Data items
____________________

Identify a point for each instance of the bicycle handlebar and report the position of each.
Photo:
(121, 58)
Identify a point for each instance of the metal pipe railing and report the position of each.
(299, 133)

____________________

Description of the task - Print the entries once more, character for character.

Result -
Identify a point for each instance of the bicycle handlebar and report the position of each.
Photo:
(121, 58)
Identify a point for each instance of the metal pipe railing and report the position of each.
(299, 133)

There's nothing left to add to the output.